## GIVEN INSTRUCTION
Quote the lines below exactly, from the one that holds "Target: ship deck railing" through the final line of the records, and only those.
------ INPUT MATERIAL ------
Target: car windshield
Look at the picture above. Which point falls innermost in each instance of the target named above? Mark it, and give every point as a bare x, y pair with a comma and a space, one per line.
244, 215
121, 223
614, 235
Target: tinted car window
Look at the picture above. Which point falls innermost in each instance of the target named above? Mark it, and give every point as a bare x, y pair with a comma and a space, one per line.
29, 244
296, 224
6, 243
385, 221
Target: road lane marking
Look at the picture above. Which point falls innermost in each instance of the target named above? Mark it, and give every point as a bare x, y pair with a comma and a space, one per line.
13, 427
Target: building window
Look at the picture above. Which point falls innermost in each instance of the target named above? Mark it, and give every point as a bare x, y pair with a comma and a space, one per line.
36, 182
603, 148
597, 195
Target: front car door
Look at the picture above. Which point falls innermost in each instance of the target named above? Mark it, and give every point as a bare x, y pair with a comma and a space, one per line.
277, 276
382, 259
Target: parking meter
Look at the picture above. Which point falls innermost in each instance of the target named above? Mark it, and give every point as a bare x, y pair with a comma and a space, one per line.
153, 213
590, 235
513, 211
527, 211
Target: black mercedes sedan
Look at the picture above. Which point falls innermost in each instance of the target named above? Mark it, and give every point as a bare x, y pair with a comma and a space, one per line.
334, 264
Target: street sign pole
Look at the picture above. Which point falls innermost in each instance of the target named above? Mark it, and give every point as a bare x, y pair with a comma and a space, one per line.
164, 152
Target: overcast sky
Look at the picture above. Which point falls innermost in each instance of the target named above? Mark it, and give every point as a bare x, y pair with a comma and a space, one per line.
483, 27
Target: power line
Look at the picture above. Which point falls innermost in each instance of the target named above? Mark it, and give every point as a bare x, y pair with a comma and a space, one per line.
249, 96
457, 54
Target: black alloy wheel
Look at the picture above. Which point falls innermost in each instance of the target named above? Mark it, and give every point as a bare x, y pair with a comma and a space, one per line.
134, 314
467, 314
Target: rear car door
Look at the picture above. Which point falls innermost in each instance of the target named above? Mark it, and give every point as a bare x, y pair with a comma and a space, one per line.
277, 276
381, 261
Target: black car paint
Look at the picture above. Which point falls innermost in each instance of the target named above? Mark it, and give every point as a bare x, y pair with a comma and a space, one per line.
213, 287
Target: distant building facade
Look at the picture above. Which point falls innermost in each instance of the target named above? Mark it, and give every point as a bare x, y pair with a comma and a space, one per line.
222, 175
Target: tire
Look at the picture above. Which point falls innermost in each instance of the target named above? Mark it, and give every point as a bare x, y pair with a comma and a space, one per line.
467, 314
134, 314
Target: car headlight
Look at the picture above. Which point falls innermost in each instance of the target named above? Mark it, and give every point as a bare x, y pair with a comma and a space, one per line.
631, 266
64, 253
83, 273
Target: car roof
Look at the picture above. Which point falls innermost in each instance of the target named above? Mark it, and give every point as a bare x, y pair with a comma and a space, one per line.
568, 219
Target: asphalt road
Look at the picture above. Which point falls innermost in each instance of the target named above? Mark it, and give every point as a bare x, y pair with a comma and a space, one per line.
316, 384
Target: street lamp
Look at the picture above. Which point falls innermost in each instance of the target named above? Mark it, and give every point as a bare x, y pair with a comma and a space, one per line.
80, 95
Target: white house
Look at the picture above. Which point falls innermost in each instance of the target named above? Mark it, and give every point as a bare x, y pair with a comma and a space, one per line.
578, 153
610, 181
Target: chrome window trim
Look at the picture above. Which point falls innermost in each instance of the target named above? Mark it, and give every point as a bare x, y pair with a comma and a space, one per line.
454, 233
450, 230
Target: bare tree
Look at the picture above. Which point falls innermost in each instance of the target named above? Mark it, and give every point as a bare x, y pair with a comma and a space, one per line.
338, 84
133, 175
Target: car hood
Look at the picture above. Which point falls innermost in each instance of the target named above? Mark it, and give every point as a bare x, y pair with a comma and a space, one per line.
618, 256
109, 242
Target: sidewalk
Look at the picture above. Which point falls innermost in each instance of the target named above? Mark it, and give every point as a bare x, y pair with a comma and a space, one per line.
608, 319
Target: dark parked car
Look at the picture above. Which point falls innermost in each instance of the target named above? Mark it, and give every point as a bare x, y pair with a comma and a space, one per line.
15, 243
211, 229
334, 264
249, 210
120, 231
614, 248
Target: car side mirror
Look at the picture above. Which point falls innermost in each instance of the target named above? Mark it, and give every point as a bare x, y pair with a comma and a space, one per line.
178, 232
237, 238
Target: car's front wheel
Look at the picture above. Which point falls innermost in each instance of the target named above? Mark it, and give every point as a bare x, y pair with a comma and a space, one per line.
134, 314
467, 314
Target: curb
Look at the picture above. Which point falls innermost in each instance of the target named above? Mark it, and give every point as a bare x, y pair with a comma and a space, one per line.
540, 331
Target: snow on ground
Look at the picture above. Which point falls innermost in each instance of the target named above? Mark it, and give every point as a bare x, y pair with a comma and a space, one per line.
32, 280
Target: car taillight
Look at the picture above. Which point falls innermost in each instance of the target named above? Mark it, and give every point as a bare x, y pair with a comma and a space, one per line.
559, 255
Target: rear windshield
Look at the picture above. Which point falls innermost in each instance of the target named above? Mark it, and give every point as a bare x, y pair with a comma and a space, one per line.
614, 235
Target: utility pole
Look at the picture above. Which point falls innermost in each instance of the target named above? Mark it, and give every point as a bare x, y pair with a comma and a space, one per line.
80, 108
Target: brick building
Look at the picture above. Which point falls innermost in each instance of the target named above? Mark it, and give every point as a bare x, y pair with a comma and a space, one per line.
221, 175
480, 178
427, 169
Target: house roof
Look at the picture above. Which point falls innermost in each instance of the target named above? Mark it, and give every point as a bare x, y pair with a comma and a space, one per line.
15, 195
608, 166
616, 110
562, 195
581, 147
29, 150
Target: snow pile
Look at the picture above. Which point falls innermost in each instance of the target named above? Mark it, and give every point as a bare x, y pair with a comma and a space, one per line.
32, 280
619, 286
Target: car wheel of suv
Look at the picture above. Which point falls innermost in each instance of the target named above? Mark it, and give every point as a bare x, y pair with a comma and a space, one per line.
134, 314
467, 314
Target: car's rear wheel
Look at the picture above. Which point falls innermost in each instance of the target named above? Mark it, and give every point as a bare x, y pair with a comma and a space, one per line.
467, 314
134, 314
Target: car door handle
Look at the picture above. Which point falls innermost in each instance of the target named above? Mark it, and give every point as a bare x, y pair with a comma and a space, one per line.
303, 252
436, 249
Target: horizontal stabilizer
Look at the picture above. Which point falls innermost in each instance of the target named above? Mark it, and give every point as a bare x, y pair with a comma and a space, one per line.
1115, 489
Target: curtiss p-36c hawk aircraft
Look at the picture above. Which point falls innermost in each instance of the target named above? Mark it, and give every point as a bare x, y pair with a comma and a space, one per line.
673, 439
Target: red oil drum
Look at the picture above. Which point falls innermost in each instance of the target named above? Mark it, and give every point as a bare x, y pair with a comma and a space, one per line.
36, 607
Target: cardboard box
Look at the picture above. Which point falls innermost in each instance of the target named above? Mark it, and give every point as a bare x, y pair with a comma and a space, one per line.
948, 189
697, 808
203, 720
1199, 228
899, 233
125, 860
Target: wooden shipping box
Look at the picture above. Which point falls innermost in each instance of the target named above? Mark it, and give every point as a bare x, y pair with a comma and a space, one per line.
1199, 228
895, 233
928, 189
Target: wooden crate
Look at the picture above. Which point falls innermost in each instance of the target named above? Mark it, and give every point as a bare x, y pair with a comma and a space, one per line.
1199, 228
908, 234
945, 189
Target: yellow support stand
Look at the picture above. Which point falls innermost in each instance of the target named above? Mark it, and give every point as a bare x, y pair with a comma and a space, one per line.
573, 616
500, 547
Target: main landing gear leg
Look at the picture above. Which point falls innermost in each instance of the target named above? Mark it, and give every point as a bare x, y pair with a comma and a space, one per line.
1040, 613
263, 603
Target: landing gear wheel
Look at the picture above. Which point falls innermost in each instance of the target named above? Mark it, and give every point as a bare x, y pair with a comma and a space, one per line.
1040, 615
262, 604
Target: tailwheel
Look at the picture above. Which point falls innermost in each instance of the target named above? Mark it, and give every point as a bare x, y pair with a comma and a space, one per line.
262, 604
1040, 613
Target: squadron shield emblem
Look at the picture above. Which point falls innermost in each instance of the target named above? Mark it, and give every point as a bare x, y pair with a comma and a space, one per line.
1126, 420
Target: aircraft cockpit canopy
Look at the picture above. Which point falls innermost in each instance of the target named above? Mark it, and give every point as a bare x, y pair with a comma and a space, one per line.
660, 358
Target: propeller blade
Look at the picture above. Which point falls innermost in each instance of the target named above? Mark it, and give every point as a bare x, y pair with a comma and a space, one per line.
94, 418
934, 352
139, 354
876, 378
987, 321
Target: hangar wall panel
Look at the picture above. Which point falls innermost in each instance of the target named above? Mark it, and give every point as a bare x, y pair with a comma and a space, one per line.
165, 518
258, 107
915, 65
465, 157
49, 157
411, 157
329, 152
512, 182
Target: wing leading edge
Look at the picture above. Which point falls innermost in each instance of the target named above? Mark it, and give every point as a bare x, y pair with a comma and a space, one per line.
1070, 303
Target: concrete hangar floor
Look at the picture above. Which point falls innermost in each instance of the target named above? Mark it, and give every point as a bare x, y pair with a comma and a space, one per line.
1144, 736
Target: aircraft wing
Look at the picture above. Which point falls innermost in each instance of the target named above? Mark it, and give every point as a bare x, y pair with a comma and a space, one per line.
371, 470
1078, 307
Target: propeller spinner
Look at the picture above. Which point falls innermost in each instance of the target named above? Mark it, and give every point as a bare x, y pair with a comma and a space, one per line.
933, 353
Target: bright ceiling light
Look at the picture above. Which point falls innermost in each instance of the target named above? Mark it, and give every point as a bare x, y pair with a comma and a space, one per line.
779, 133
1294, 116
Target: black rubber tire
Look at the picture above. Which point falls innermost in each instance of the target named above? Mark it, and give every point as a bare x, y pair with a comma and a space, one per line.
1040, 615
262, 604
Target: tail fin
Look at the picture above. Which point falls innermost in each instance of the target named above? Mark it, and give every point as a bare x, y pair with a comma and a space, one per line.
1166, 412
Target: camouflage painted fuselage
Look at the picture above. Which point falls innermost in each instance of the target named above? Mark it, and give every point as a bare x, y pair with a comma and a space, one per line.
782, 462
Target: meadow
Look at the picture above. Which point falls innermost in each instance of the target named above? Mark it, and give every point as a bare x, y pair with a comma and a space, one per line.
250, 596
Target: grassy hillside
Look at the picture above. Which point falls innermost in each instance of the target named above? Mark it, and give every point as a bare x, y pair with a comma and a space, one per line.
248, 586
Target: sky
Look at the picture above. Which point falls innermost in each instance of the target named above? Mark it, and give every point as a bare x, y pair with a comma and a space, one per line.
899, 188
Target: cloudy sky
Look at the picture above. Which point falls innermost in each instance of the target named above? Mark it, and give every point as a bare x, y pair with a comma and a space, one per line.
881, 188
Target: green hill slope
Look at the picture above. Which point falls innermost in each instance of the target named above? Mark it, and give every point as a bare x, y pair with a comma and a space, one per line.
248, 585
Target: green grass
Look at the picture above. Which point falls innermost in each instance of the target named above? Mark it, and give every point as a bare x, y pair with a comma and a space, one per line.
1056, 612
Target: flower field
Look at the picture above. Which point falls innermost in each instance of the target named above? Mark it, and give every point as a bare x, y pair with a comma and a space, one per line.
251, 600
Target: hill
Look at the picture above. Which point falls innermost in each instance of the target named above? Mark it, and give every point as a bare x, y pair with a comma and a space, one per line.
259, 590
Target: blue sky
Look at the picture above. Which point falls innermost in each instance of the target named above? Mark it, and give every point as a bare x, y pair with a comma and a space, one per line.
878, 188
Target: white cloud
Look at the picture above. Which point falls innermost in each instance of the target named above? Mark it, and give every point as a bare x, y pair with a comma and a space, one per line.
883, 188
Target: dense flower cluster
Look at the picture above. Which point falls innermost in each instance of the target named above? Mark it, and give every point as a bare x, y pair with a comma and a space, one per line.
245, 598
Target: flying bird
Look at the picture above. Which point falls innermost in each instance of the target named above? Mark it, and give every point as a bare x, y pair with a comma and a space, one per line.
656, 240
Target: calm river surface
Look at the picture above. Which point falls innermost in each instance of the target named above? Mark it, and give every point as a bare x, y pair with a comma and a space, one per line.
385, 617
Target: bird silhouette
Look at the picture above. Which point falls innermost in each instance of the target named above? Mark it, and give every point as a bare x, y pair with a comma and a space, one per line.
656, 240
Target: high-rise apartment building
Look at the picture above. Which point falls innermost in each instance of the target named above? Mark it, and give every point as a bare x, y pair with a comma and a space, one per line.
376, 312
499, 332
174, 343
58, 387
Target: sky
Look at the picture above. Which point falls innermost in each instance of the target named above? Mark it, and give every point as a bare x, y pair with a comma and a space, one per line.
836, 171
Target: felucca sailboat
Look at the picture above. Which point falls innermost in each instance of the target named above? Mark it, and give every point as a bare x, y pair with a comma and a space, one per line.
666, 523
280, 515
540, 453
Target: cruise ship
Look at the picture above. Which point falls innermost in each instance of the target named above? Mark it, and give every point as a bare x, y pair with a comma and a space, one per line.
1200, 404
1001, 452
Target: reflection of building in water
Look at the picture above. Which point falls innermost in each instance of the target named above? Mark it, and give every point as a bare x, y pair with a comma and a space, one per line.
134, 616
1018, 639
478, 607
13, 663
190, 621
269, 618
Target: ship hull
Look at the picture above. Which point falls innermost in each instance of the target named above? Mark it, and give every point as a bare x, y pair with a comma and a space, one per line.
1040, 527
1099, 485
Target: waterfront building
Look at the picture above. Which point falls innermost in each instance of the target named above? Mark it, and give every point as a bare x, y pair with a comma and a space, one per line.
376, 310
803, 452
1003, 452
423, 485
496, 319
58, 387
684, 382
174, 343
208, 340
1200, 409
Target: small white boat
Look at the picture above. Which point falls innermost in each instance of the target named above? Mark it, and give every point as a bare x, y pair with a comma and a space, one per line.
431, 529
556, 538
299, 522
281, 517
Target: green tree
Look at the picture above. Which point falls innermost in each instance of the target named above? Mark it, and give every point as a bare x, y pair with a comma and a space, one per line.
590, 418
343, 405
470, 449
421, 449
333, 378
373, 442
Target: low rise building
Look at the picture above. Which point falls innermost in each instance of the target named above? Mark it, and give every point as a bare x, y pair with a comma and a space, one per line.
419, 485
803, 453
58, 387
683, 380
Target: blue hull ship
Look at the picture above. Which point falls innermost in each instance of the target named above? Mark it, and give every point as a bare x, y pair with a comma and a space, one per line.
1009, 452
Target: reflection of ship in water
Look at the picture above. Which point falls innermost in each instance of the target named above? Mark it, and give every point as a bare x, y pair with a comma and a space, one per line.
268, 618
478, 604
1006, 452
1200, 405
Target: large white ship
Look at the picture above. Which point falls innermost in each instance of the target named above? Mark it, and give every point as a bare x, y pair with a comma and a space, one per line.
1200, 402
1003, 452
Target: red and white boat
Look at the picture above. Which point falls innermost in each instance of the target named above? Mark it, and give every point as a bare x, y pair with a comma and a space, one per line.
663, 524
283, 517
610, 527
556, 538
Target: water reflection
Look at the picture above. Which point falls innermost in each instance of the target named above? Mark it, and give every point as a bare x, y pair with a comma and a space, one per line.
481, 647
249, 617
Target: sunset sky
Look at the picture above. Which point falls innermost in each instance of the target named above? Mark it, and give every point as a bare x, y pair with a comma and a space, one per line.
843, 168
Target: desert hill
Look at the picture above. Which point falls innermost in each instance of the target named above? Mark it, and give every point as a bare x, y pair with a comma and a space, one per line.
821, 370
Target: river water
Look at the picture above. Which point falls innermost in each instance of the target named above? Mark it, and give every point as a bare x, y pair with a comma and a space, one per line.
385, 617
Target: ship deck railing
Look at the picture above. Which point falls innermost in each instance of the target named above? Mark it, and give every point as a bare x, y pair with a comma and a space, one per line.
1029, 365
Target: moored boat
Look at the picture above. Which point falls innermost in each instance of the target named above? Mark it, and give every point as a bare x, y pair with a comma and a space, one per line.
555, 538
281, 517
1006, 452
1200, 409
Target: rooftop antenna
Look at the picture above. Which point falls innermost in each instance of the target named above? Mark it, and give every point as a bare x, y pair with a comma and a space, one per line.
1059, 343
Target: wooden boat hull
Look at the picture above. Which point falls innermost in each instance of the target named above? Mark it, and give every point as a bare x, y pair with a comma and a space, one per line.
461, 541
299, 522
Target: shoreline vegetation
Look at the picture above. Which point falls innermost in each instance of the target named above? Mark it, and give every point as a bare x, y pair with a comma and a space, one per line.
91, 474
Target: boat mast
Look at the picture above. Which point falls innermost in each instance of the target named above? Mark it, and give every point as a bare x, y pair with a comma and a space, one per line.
------
## RESULT OF THIS EXERCISE
Target: ship deck railing
Look at the picture above. Which point falls innermost in each instance of the target named above? Mark it, and give every point as a bare x, y pair with a comma and a space, one per line.
1029, 365
Target: moored boat
Look at the picture above. Which point falls innermost in each instance of the target named above? Mark it, and give every point as a bare x, y pair with a comma and a space, one per line.
555, 538
281, 517
1006, 452
1200, 409
Target: rooftop antenna
Look at the picture above. Which point falls innermost in each instance of the target named above? Mark it, and give every point as a bare x, y pair with a comma and a space, one per line.
1059, 343
Target: wooden boat hull
Look at the picture above. Which point falls innermost in each instance of the target named above? Mark it, and give every point as a bare x, y pair with a comma and a space, one per line.
461, 541
299, 522
Target: shoreline vegetation
Look at the picture above. Which point falls innermost in each instance of the target named above? Mark it, and give every point as a bare x, y pair with a comma and a space, one per line.
91, 474
Target: boat mast
Look at the picture above. Which point falls innermost in each instance of the target named above? Mark it, and give every point as a bare x, y pair with a comma and a space, one per line.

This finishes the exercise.